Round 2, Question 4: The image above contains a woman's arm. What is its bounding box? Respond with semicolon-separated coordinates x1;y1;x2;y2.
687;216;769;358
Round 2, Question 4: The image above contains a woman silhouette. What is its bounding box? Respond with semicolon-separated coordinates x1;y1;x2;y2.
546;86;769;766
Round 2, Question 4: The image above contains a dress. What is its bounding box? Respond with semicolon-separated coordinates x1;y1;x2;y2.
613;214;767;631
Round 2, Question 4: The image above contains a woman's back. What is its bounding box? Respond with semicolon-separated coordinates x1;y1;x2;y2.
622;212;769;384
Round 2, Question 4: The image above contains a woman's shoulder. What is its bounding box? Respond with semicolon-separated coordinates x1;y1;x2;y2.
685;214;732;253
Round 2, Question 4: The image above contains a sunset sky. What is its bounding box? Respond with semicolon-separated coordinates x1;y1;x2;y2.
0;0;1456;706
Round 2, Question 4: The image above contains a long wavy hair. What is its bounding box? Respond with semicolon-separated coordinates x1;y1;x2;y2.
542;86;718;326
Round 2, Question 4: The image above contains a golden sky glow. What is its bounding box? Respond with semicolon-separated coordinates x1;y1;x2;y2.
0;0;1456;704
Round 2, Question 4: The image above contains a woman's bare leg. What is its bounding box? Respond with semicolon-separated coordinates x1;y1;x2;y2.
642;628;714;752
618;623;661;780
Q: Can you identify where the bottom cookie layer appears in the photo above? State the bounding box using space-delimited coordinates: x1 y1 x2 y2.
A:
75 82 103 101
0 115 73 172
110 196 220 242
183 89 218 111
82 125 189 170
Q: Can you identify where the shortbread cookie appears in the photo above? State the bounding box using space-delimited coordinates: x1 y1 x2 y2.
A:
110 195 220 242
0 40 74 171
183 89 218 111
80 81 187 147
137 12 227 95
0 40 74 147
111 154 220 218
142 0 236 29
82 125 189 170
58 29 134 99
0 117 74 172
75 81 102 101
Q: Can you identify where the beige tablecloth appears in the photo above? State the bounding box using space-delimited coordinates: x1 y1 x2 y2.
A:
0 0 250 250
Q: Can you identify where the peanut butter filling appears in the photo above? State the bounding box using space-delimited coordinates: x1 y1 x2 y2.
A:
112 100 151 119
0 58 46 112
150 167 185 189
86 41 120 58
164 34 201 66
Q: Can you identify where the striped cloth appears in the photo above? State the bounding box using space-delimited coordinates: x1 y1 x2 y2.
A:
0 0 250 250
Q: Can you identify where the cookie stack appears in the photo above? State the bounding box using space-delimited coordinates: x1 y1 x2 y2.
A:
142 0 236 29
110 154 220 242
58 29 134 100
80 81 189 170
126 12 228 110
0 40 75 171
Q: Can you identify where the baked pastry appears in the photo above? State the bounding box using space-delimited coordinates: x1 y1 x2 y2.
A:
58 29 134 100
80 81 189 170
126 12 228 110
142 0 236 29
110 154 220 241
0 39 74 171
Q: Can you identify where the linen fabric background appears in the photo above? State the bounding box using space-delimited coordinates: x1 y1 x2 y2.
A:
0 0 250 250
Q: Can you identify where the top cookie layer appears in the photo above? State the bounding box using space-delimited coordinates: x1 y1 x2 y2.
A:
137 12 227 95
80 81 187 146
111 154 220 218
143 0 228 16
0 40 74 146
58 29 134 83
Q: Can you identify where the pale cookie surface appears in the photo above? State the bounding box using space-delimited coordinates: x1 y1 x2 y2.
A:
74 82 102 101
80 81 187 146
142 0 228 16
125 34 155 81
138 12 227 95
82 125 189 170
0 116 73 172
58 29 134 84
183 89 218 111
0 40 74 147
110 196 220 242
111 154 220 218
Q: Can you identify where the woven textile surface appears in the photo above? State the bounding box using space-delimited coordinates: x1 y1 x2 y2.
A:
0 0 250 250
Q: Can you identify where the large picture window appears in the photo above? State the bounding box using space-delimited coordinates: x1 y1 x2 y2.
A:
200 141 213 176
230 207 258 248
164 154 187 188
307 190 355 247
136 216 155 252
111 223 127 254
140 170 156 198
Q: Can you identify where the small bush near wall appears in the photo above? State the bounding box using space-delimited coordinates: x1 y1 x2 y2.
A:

☆ ☆ ☆ ☆ ☆

Work required
Please set down all the data word for word.

Finished exercise
Round 2, Question 4: The image above contains a woman's arm. What is its bounding box? Respond with semicolon-separated coordinates x1;y1;x2;y2.
687;216;769;358
Round 2, Question 4: The image above contains a woman silhouette. What is its bounding box? Respond with semicolon-separated coordinates x1;y1;x2;y2.
546;86;769;766
Round 2, Question 4: The image above contains a dress. What is its bounding box? Respond with semicolon-separated coordinates x1;y1;x2;y2.
613;214;767;631
Round 2, Question 4: The image above contains a woman's back. What is its bounding box? Respond with semicolon-separated coordinates x1;y1;x2;y2.
622;212;769;384
Round 2, Question 4: The image above contains a woman's shoulder. What is its bounding box? Respond with semicolon-separated coordinates x1;y1;x2;y2.
685;214;732;253
Round 2, Question 4: The image above contains a sunset sky. What is its bounding box? Respond with semicolon-separated coordinates x1;y1;x2;y2.
0;0;1456;706
Round 2, Question 4: The image above contains a long wavy hair. What is its bounding box? Respond with semicolon-separated coordinates x1;y1;x2;y2.
542;86;718;326
Round 2, Question 4: The image above contains a golden sky glow. What is its bounding box? Respond with semicolon-separated coordinates x1;y1;x2;y2.
0;0;1456;704
Round 2, Question 4: The image above contains a woman's bare leg. What is its bounding box? Respond with semicolon-separated coordinates x1;y1;x2;y2.
642;628;714;752
618;623;661;780
Q: Can you identify where the bottom cookie layer appears in the photo above? State the bounding box using space-delimited coordinates: x1 y1 x2 y2.
A:
75 82 103 101
0 115 73 172
110 196 220 242
183 89 218 111
82 125 189 170
Q: Can you identify where the shortbread cookie appears in the photo above? State the bounding box using space-delimited coordinates: x1 y1 x2 y2.
A:
110 195 220 242
0 40 74 171
183 89 218 111
80 81 187 147
137 12 227 95
0 40 74 147
111 154 220 218
142 0 236 29
82 125 189 170
58 29 134 99
0 117 74 172
75 81 102 101
Q: Can you identify where the beige tablecloth appears in the photo above? State the bounding box using space-delimited coordinates: x1 y1 x2 y2.
A:
0 0 250 250
Q: Can you identify where the peanut butter filling appears in the photo above? State the bounding box using space-delimited coordinates: x1 y1 x2 y2.
A:
112 100 151 119
0 58 46 112
150 167 185 189
86 41 120 58
164 34 201 66
Q: Can you identify where the striped cloth appears in the photo above? State the bounding box using space-delimited coordinates: x1 y1 x2 y2.
A:
0 0 250 250
Q: Can you identify where the cookie stack appears in the photo above? State the bounding box using space-delimited coordinates: x1 y1 x2 y2.
A:
142 0 236 29
110 154 220 242
58 29 134 100
80 81 189 170
126 12 228 110
0 40 75 171
Q: Can you identify where the baked pastry appears in the photo above? State the bounding box using space-delimited coordinates: x1 y1 x2 y2.
A:
58 29 134 100
80 81 189 170
126 12 228 110
142 0 236 29
110 154 220 241
0 39 74 171
Q: Can you identify where the linen fabric background appears in the photo above? State the bounding box using space-delimited coordinates: x1 y1 x2 y2.
A:
0 0 250 250
Q: Can you identify where the top cookie layer appears in the photo above? State the bounding box using space-delimited coordinates: x1 y1 x2 y2.
A:
137 12 227 95
80 81 187 146
111 154 220 218
143 0 228 16
0 40 74 146
58 29 134 83
Q: Can you identify where the pale cookie surface appears in the photo above? State the bounding box using space-delimited coordinates: x1 y1 x2 y2.
A:
74 82 102 101
80 81 187 146
142 0 228 16
125 34 155 81
138 12 227 95
82 125 189 170
0 116 73 172
58 29 134 84
183 89 218 111
0 40 74 147
110 196 220 242
111 154 220 218
Q: Can you identify where the woven textile surface appears in the photo above? State the bounding box using space-delimited coordinates: x1 y1 x2 y2.
A:
0 0 250 250
Q: Can you identify where the large picture window appears in the photo above? State the bounding box using space-delimited coordinates: x1 y1 x2 y2.
A:
200 141 213 176
230 207 258 248
164 154 187 188
307 190 355 247
136 216 155 252
111 223 127 254
140 170 156 198
Q: Can you identify where the small bush near wall appears in the photo above? State the bounding box using space-delimited coordinates: x1 y1 x2 y2.
A:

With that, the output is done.